> [WORK REQUIRED]:
Nothing is to be altered. Print each record in full.
===== SUPPLIED DATA
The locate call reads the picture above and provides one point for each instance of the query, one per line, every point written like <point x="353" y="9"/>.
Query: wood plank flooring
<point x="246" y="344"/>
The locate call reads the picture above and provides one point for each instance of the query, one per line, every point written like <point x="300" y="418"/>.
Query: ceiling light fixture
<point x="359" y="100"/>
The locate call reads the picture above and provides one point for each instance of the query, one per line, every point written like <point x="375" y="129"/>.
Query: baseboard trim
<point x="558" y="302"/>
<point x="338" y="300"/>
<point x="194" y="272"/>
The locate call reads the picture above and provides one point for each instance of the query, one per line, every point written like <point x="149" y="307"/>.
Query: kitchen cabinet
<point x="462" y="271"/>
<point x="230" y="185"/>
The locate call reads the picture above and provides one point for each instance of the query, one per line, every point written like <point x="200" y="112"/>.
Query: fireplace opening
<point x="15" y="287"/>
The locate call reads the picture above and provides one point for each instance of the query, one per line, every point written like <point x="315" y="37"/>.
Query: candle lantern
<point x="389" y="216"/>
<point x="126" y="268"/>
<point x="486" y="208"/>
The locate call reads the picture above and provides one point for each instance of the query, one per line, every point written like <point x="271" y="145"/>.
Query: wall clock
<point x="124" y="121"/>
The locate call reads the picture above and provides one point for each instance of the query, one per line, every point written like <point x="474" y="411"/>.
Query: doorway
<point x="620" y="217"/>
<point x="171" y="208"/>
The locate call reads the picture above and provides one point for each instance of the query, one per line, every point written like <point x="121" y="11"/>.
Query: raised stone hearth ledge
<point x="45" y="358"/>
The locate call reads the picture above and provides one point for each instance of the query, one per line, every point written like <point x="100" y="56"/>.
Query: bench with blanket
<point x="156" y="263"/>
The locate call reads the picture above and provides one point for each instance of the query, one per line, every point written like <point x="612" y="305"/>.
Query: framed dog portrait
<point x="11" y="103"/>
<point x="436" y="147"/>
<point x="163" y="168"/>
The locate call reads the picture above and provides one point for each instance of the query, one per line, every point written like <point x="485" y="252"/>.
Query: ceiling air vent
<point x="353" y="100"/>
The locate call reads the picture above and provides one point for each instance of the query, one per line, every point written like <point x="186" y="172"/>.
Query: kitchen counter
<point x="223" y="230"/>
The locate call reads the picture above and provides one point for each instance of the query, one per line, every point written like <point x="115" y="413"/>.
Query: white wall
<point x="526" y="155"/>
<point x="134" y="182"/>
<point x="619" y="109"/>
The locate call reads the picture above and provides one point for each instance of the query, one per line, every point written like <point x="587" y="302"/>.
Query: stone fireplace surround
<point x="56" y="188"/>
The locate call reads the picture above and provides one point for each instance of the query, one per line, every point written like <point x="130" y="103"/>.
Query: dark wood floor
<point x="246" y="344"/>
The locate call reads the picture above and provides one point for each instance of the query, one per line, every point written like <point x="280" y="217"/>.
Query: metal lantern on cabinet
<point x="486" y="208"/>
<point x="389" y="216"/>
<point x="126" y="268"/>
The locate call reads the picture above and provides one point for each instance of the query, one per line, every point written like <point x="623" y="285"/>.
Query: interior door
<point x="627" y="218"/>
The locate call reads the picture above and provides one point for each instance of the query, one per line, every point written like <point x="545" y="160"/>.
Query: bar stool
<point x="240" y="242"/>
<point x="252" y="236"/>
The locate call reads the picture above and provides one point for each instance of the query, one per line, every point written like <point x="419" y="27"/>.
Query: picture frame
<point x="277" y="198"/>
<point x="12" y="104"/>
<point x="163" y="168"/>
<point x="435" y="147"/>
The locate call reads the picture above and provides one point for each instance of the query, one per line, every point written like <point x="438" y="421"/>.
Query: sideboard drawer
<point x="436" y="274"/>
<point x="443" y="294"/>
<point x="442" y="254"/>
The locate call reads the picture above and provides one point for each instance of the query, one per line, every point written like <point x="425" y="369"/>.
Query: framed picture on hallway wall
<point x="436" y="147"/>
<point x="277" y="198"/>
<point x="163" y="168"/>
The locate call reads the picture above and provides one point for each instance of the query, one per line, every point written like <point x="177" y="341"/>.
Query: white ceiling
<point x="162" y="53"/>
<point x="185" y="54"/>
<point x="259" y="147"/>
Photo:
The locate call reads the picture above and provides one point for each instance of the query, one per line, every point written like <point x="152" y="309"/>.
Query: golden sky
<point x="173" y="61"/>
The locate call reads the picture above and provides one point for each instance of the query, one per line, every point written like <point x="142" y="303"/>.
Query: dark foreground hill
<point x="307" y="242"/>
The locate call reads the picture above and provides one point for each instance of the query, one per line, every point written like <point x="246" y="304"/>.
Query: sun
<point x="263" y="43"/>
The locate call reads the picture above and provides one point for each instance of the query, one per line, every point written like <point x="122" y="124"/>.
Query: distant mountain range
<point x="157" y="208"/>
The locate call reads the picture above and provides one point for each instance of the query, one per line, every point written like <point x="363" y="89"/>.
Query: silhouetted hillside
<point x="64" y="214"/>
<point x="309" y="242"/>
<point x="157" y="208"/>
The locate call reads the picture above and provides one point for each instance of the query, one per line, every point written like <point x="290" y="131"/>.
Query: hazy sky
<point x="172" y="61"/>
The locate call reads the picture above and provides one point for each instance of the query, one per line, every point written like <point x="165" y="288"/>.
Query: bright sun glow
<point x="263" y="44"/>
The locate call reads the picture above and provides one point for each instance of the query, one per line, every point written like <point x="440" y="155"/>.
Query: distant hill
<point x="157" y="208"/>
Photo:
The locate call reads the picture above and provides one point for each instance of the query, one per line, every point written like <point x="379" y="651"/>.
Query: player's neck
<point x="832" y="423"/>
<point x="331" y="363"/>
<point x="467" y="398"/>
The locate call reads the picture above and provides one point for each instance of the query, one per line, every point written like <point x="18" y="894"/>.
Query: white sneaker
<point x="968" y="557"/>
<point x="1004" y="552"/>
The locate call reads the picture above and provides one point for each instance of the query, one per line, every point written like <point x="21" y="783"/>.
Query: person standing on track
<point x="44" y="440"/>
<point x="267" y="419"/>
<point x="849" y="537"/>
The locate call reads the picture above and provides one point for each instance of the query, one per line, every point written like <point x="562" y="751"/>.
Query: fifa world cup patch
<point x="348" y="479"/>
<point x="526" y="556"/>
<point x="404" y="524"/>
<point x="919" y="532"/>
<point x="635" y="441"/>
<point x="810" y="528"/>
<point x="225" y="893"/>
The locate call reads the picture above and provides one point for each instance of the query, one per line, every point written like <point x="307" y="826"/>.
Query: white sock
==========
> [WRITTEN RESPONSE]:
The locate call reads the picture above and provides one point for each instance of the query, one per line, every point written like <point x="353" y="9"/>.
Query: wood plank flooring
<point x="246" y="344"/>
The locate call reads the picture above and provides one point for each instance of the query, one per line, every point written like <point x="300" y="418"/>.
Query: ceiling light fixture
<point x="359" y="100"/>
The locate call reads the picture above and provides one point for each instance of the query, one per line, every point written like <point x="375" y="129"/>.
Query: baseboard trim
<point x="558" y="302"/>
<point x="338" y="300"/>
<point x="194" y="272"/>
The locate call reads the picture above and provides one point for each instance of the query, one per line, every point written like <point x="149" y="307"/>.
Query: kitchen cabinet
<point x="462" y="271"/>
<point x="230" y="185"/>
The locate call reads the picture above and provides one point for each instance of the query, one per line, every point written like <point x="200" y="112"/>.
Query: fireplace opening
<point x="15" y="287"/>
The locate call reads the picture above and provides one point for each instance of the query, one per line, every point written like <point x="315" y="37"/>.
Query: candle lantern
<point x="389" y="216"/>
<point x="126" y="268"/>
<point x="486" y="208"/>
The locate call reads the picture above and provides one point for each instance of the query, one per line, every point written like <point x="271" y="145"/>.
Query: wall clock
<point x="124" y="121"/>
The locate call reads the picture above and provides one point for each instance of the query, one per line, every point written like <point x="474" y="411"/>.
Query: doorway
<point x="620" y="217"/>
<point x="171" y="208"/>
The locate call reads the picture above and provides one point for each instance of the query, one per line, every point written like <point x="121" y="11"/>.
Query: raised stone hearth ledge
<point x="45" y="358"/>
The locate call reads the picture above and provides one point for each instance of the query, one per line, every point written like <point x="100" y="56"/>.
Query: bench with blanket
<point x="156" y="263"/>
The locate call reads the picture above and provides one point for each instance of the query, one per line, every point written like <point x="612" y="305"/>.
Query: framed dog portrait
<point x="11" y="103"/>
<point x="436" y="147"/>
<point x="163" y="168"/>
The locate call reads the picture above and provides one point for each instance of the query, one per line, every point written like <point x="485" y="252"/>.
Query: ceiling air vent
<point x="353" y="100"/>
The locate call reads the picture above and provides one point for each instance of the query, one per line, every point written like <point x="186" y="172"/>.
Query: kitchen counter
<point x="223" y="230"/>
The locate call reads the picture above and provides one point for each instance of the query, one per line, every point written like <point x="115" y="413"/>.
Query: white wall
<point x="526" y="155"/>
<point x="134" y="182"/>
<point x="619" y="109"/>
The locate call reads the picture above and provides one point for each instance of the query, one per line, every point written like <point x="587" y="302"/>.
Query: stone fireplace surround
<point x="56" y="188"/>
The locate call reads the picture above and provides one point for each instance of the query, one per line, every point written like <point x="130" y="103"/>.
Query: dark wood floor
<point x="246" y="344"/>
The locate call reads the picture above and provides one point for each instance of the query, one per line, every point written like <point x="280" y="217"/>.
Query: metal lantern on cabinet
<point x="486" y="208"/>
<point x="389" y="216"/>
<point x="126" y="268"/>
The locate call reads the picture above and provides one point for each instance of the query, one per line, every point written like <point x="623" y="285"/>.
Query: interior door
<point x="627" y="218"/>
The locate call reads the picture above and provides one point for each instance of the query, one per line, every point written like <point x="545" y="160"/>.
Query: bar stool
<point x="240" y="242"/>
<point x="252" y="236"/>
The locate call reads the picture above and provides one point for each instance of the query, one per line, every point written like <point x="419" y="27"/>.
Query: picture frame
<point x="277" y="198"/>
<point x="12" y="104"/>
<point x="163" y="168"/>
<point x="435" y="147"/>
The locate call reads the picture above and provides one point for each instance of the query, one per line, every point written like <point x="438" y="421"/>.
Query: sideboard drawer
<point x="436" y="274"/>
<point x="443" y="294"/>
<point x="442" y="254"/>
The locate call reads the picture above and provides one point for each instance of the query, one per line, every point written like <point x="425" y="369"/>.
Query: framed picture on hallway wall
<point x="436" y="147"/>
<point x="277" y="198"/>
<point x="163" y="168"/>
The locate call reads the picture above and provides one point for each instance of the query, one per line, every point written like <point x="177" y="341"/>.
Query: white ceiling
<point x="162" y="53"/>
<point x="185" y="54"/>
<point x="259" y="147"/>
Photo:
The locate call reads the picture above and provides one point for each instance of the query, one per line, every point written like <point x="152" y="309"/>.
Query: golden sky
<point x="173" y="61"/>
The locate call reads the picture above and provides one point for each instance of the query, one per line, every point written like <point x="142" y="303"/>.
Query: dark foreground hill
<point x="307" y="242"/>
The locate call reads the picture above and provides one point for each instance of the query, one per line, every point written like <point x="246" y="304"/>.
Query: sun
<point x="263" y="43"/>
The locate call reads the picture above and provides one point for each instance of the query, one per line, every point written like <point x="122" y="124"/>.
Query: distant mountain range
<point x="157" y="208"/>
The locate call reads the picture above and provides one point for each instance of the query, one per line, every point written like <point x="363" y="89"/>.
Query: silhouetted hillside
<point x="64" y="214"/>
<point x="309" y="242"/>
<point x="157" y="208"/>
The locate call reads the picture above and provides one point for each instance of the query, one per line, every point written like <point x="290" y="131"/>.
Query: hazy sky
<point x="172" y="61"/>
The locate call reads the picture above and provides one point for each instance of the query, one per line, every point written like <point x="165" y="288"/>.
Query: bright sun glow
<point x="263" y="44"/>
The locate call reads the picture above and provides one point for each instance of the query, one per line, every point written like <point x="440" y="155"/>.
Query: distant hill
<point x="157" y="208"/>
Photo:
The locate call reads the picture above and provides one point for each instance of the query, one per line, every point written like <point x="379" y="651"/>.
Query: player's neck
<point x="832" y="423"/>
<point x="331" y="363"/>
<point x="467" y="398"/>
The locate call reads the picture above and provides one point for each instance of the query, one per line, every point written like <point x="18" y="894"/>.
Query: white sneaker
<point x="968" y="557"/>
<point x="1004" y="552"/>
The locate call reads the picture above and provides one point for each instance of the query, one per line, every point written like <point x="21" y="783"/>.
Query: person standing on track
<point x="44" y="440"/>
<point x="267" y="419"/>
<point x="849" y="537"/>
The locate call reads the picture above and provides one point for each instance of the query, one per line, every point written like <point x="562" y="751"/>.
Query: fifa world cup patch
<point x="348" y="479"/>
<point x="526" y="556"/>
<point x="404" y="524"/>
<point x="919" y="532"/>
<point x="635" y="441"/>
<point x="810" y="528"/>
<point x="225" y="893"/>
The locate call reads the picture above and provides one point for each instance of the query, one per line, every point written like <point x="307" y="826"/>.
Query: white sock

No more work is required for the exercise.